READING TEXT:

Reflection: A Fresh Year + Looking Back
New Year Greetings!
And welcome to the premier issue of Pins and Boards this year.
I’m excited for 2022.
Thank you for your readership in the past year during the launch of the newsletter. That you make time to read and comment is humbling and encouraging to me even as I look forward to unexpected intellectual adventures, and engaging conversation with you.
I discovered a neat Substack feature that lets me import my old posts from Medium:
I used the feature to upload old works on to my Substack archive.
This January I’ll be spending more time in reflection. Sometimes to make steps forward we need to look back; appreciate the progress, missteps and the hidden lessons of our individual histories.
As I review my archive I can see the growth and the learning that has had to happen over time. Some posts are dark and sweetly ignorant, others bitter, and disappointed, even disoriented; most are filled with excitement, while some still make me red. These beginning attempts at self-expression are revealing.
Like a father overwhelmed by his daughter’s I-love-you-daddy stick figures, these early works feel like a peek at a naïve yet sincere self. The dabbling at poetry, flash-fiction, fables, writing experiments, love-letters and even attempts at philosophy are entertaining.
I hope you find them as amusing.
"Anyone who isn't embarrassed of who they were last year probably isn't learning enough." - Alain de Botton.
Getting back to writing and publishing after a long lull is refreshing. The joy of connection over personal interests is a tonic for the soul.
My online journey began on Medium in January, 2017. Mid-2018, I stopped publishing. 2019 was a no-publish year for me up until 29th March, 2020: 2 days after the first round of COVID-lockdowns. The loneliness and the added disorientation of a pandemic was overwhelming. Like everybody else I was confused; to make sense of it all I went back to posting after almost a year-and-a-half of silence.
The first piece I wrote was about how to make the most of the COVID homestays. You can feel the fear and angst in my words. The uncertainty, the grasping, the reach-out-for-more mindset, the denial and the unembraced emptiness. It all sounded like a great plan. I’m glad I didn’t pay attention to it.
Ok, I lie, I tried it out; it didn’t work. But in the process I observed how I was ignoring my soul’s ache for relief. A consistent writing practice had become an altar for reflection and recalibration. Without it I was lost. I had wasn’t exploring new ideas, questioning current habits, welcoming contradictory opinion, or engaging in uncomfortable discussions. I stopped learning.
I hid behind life’s rounds of busyness and much activity. Living in an anxious state of doing was the only way I knew to escape my adult challenges: escape from personal pain, contradiction, buried trauma, unhealed wounds. At the time of publishing my get-back-to-writing post, my thoughts seem to make sense. But looking back the loneliness and fatigue of a soul howling for release is undeniable.

DATA FOR ANALYSIS:
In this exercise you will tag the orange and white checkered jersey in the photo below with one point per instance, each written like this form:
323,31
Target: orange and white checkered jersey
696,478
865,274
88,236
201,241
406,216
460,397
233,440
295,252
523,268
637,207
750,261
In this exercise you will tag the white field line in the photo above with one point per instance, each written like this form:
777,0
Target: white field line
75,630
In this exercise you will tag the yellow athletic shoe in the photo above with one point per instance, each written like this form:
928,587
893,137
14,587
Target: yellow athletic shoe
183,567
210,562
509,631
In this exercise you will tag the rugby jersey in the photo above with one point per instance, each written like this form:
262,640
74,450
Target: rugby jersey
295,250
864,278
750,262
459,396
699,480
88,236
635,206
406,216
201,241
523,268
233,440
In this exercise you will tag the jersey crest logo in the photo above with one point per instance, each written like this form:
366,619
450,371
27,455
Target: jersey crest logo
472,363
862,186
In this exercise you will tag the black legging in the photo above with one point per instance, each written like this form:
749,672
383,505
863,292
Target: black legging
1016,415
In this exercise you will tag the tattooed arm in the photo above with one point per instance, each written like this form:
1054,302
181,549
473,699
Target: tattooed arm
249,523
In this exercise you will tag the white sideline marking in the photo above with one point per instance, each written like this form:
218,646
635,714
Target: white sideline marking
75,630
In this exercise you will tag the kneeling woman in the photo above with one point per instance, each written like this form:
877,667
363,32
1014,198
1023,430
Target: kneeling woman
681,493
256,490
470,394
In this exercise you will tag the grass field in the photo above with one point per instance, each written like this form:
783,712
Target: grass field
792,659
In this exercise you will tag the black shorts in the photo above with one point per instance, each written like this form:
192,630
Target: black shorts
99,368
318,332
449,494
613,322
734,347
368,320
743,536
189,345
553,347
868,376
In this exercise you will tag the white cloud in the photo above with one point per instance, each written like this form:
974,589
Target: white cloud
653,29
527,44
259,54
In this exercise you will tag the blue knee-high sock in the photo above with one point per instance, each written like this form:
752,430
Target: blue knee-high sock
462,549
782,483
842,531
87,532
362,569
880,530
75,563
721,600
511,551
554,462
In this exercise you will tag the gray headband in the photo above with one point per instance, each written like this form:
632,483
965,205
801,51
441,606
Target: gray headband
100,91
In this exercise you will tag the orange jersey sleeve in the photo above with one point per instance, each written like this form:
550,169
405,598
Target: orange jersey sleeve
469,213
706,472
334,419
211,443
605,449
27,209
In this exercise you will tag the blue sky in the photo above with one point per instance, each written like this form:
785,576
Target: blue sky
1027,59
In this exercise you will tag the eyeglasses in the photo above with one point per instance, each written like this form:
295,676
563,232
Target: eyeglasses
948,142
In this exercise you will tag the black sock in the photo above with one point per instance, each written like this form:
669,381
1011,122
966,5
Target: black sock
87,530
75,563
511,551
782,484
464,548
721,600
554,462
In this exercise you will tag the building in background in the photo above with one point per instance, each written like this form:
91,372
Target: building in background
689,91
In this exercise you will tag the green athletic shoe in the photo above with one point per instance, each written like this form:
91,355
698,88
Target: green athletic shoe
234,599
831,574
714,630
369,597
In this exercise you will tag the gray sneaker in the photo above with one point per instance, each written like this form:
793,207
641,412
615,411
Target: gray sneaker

EXPLORE THE MATERIAL:
1) For each statement below, say yes or no depending on whether the newsletter text supports it, and quote the words from the newsletter text that decide it. (a) The writer's online journey began on Medium in January 2017. (b) The writer went back to publishing two days before the first round of COVID lockdowns. (c) The writer used a Substack feature to bring old Medium posts into a Substack archive.
2) Reproduce the part of the newsletter text that runs from "And welcome to" up to and including "my Substack archive.".

RESULTS OF THE EXERCISE:
1)
(a) Yes: "My online journey began on Medium in January, 2017."
(b) No: "up until 29th March, 2020: 2 days after the first round of COVID-lockdowns."
(c) Yes: "I discovered a neat Substack feature that lets me import my old posts from Medium" and "I used the feature to upload old works on to my Substack archive."

2)
And welcome to the premier issue of Pins and Boards this year.
I’m excited for 2022.
Thank you for your readership in the past year during the launch of the newsletter. That you make time to read and comment is humbling and encouraging to me even as I look forward to unexpected intellectual adventures, and engaging conversation with you.
I discovered a neat Substack feature that lets me import my old posts from Medium:
I used the feature to upload old works on to my Substack archive.